Render the records between the lines containing "bank, that would help a great deal." and "120), (243, 120)]", inclusive, as a two-column CSV with the columns text and answer. Each row should hold a text and its answer, each in one quoted field with line breaks replaced by spaces, and no pictures.

>> Begin Source material

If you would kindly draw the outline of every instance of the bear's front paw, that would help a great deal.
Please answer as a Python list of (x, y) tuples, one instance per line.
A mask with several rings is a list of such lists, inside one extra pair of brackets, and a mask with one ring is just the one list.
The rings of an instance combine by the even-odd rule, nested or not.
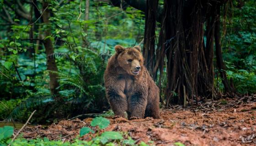
[(140, 118), (137, 117), (131, 117), (130, 118), (130, 120), (133, 120), (136, 119), (140, 119)]

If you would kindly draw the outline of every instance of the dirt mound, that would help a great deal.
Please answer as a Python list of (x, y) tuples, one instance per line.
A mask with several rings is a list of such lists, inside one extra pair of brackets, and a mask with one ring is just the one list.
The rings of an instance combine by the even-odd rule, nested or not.
[[(186, 146), (256, 145), (256, 95), (226, 100), (208, 100), (186, 108), (174, 106), (162, 110), (160, 115), (160, 119), (133, 120), (110, 117), (110, 125), (105, 130), (126, 131), (137, 141), (152, 141), (157, 146), (178, 141)], [(79, 134), (80, 128), (90, 126), (92, 120), (63, 120), (48, 127), (27, 126), (23, 130), (23, 136), (72, 141)], [(87, 135), (80, 139), (89, 140), (91, 137)]]

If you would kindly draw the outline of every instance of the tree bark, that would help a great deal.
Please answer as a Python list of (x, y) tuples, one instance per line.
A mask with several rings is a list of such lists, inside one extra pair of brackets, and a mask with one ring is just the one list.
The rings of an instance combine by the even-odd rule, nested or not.
[[(145, 31), (144, 33), (144, 46), (143, 54), (145, 58), (144, 64), (152, 75), (155, 64), (155, 25), (158, 0), (147, 0)], [(153, 75), (155, 76), (155, 75)]]
[(215, 29), (214, 39), (215, 41), (215, 51), (217, 59), (217, 66), (219, 69), (222, 83), (224, 85), (225, 89), (227, 92), (235, 92), (235, 90), (230, 85), (228, 80), (226, 74), (226, 67), (223, 57), (221, 49), (221, 43), (220, 42), (220, 5), (218, 5), (217, 8), (217, 16), (216, 18), (216, 27)]
[[(48, 8), (48, 2), (44, 1), (43, 2), (43, 9), (45, 10), (43, 14), (42, 17), (43, 20), (43, 22), (46, 25), (48, 25), (48, 23), (50, 22), (49, 19), (50, 17), (50, 11)], [(47, 28), (44, 31), (45, 37), (51, 36), (51, 28), (49, 26), (48, 26)], [(54, 58), (50, 58), (48, 57), (49, 55), (52, 54), (54, 53), (54, 48), (53, 46), (53, 43), (49, 38), (48, 38), (43, 41), (43, 45), (45, 48), (45, 52), (46, 56), (47, 57), (47, 69), (49, 71), (58, 71), (58, 68), (55, 62), (55, 60)], [(59, 83), (58, 82), (58, 75), (56, 74), (49, 73), (50, 75), (50, 89), (51, 93), (52, 94), (55, 94), (57, 92), (56, 89), (59, 86)]]

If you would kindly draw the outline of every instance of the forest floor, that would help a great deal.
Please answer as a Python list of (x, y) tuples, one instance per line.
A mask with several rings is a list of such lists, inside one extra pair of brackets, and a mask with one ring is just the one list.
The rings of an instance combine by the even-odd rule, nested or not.
[[(160, 119), (133, 120), (109, 117), (110, 125), (104, 130), (126, 131), (138, 143), (151, 141), (157, 146), (172, 146), (176, 142), (186, 146), (256, 145), (256, 94), (207, 100), (193, 107), (173, 106), (162, 110), (160, 115)], [(22, 130), (23, 137), (72, 141), (79, 135), (80, 128), (90, 127), (92, 120), (62, 120), (48, 127), (27, 126)], [(91, 138), (89, 134), (80, 138), (86, 141)]]

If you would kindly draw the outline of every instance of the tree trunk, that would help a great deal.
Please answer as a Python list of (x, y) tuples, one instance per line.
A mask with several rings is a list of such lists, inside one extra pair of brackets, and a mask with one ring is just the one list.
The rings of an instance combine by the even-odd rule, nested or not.
[[(152, 74), (155, 63), (155, 25), (157, 13), (158, 0), (147, 0), (144, 46), (143, 54), (145, 58), (144, 64), (149, 73)], [(153, 75), (155, 76), (155, 75)]]
[[(43, 22), (46, 24), (50, 22), (49, 19), (50, 16), (50, 11), (48, 8), (48, 2), (45, 1), (43, 3), (43, 10), (42, 11), (43, 11), (43, 10), (45, 9), (47, 9), (42, 15)], [(51, 28), (48, 26), (47, 28), (44, 31), (44, 35), (45, 37), (51, 36)], [(45, 48), (45, 52), (46, 53), (46, 56), (47, 57), (47, 70), (58, 71), (58, 68), (55, 59), (48, 57), (49, 55), (54, 53), (54, 48), (51, 39), (49, 38), (48, 38), (43, 41), (43, 43), (44, 47)], [(51, 90), (51, 93), (52, 94), (54, 94), (56, 93), (56, 89), (59, 86), (59, 83), (58, 82), (58, 76), (56, 74), (52, 73), (50, 73), (49, 74), (50, 89)]]
[(227, 74), (226, 74), (226, 67), (224, 62), (223, 61), (223, 57), (222, 57), (222, 53), (221, 51), (221, 44), (220, 42), (220, 8), (219, 5), (217, 6), (217, 16), (216, 18), (216, 25), (215, 30), (214, 38), (215, 41), (215, 51), (217, 59), (217, 66), (220, 73), (220, 77), (222, 83), (224, 85), (225, 89), (227, 92), (235, 92), (235, 89), (230, 85), (230, 83), (227, 78)]

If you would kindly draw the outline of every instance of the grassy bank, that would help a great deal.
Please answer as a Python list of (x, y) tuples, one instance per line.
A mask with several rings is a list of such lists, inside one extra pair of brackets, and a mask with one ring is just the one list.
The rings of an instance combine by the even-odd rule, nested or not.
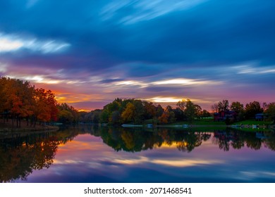
[(240, 122), (236, 122), (233, 123), (232, 125), (271, 125), (272, 124), (272, 121), (256, 121), (254, 120), (243, 120)]

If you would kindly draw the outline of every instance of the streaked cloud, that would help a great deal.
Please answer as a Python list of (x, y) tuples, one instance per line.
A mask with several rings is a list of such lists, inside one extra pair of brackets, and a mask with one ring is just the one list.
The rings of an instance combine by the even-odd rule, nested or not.
[(163, 81), (154, 82), (152, 83), (154, 85), (163, 85), (163, 84), (179, 84), (179, 85), (202, 85), (202, 84), (221, 84), (221, 81), (211, 81), (211, 80), (200, 80), (192, 79), (171, 79)]
[(85, 109), (274, 101), (274, 1), (64, 2), (0, 1), (1, 76)]
[(131, 25), (149, 20), (175, 11), (182, 11), (197, 6), (207, 0), (152, 0), (116, 1), (106, 5), (102, 11), (103, 20), (111, 20), (124, 10), (135, 10), (120, 19), (119, 23)]
[(265, 66), (265, 67), (257, 67), (253, 65), (239, 65), (233, 68), (237, 70), (238, 74), (272, 74), (275, 73), (275, 65)]
[(4, 34), (0, 32), (0, 53), (28, 49), (42, 53), (61, 52), (70, 44), (56, 40), (39, 40), (17, 34)]

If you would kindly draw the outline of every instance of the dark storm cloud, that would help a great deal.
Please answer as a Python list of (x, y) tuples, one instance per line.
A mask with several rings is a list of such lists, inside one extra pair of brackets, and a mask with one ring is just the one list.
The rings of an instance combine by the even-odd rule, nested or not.
[(191, 96), (252, 85), (267, 98), (274, 10), (271, 0), (0, 1), (0, 74), (99, 98), (176, 95), (181, 84), (154, 84), (172, 79), (207, 82), (183, 84)]

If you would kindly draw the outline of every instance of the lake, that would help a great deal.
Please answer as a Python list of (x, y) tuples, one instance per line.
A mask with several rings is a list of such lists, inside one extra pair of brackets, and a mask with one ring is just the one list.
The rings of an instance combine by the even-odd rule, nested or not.
[(275, 182), (275, 132), (80, 125), (0, 136), (1, 182)]

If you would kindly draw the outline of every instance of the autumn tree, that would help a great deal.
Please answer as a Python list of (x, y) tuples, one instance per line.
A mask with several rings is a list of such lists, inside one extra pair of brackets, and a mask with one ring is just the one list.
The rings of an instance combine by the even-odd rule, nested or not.
[(224, 111), (226, 112), (229, 109), (229, 103), (228, 100), (222, 100), (218, 103), (219, 112)]
[(270, 103), (267, 106), (267, 110), (265, 110), (268, 115), (268, 118), (270, 120), (275, 122), (275, 102)]
[(253, 101), (245, 105), (245, 113), (246, 118), (255, 118), (255, 115), (262, 113), (263, 109), (258, 101)]
[(124, 122), (134, 122), (135, 115), (135, 107), (132, 103), (128, 103), (126, 108), (121, 115), (121, 117)]

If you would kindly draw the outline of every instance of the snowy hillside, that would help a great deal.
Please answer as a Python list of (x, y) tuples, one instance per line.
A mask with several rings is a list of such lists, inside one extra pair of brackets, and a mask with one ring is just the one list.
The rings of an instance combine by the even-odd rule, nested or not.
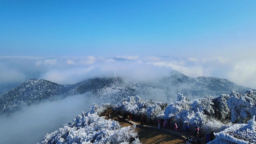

>> End Source material

=== Result for this exercise ===
text,answer
"If you would kindly draw the outline of every instance of the grassy bank, that would help a great deal. Please answer as a Python list of (x, y) tuples, one instance per line. A mask with several rings is a list of such lists, inside one extra pair of brackets, and a mask with one ring is just the one list. The rings of an instance combine by the even-odd rule, nested or not.","[(240, 122), (236, 122), (233, 123), (232, 125), (271, 125), (272, 124), (272, 121), (256, 121), (254, 120), (243, 120)]"